____ Supplied material

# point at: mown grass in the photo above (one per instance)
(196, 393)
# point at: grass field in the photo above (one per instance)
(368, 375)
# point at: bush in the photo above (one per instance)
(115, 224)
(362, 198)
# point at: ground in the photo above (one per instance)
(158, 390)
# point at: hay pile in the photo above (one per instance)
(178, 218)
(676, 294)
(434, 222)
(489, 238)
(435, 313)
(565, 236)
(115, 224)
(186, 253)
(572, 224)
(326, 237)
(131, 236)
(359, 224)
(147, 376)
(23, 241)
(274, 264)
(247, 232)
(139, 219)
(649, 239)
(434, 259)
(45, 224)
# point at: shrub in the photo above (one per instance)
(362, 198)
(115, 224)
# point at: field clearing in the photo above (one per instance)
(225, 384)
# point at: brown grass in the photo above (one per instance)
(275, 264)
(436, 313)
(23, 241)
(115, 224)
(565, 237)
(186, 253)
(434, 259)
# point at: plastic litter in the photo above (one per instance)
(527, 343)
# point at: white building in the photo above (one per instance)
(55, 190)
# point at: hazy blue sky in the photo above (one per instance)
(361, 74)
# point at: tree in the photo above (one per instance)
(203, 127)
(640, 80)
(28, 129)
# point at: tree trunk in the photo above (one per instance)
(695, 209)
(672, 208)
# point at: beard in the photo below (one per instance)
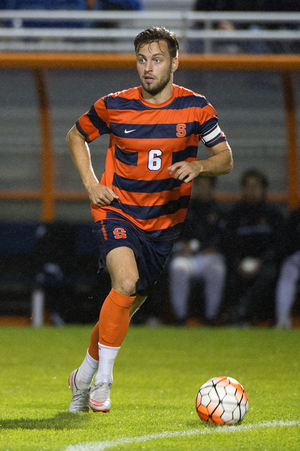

________

• [Work to do]
From the listing above, pull out every line that contains the word "field" and copy each one unchanged.

• [Exercise output]
# point at: grass field in the photo above (one per instance)
# point at: field clearing in the photo above (one per instance)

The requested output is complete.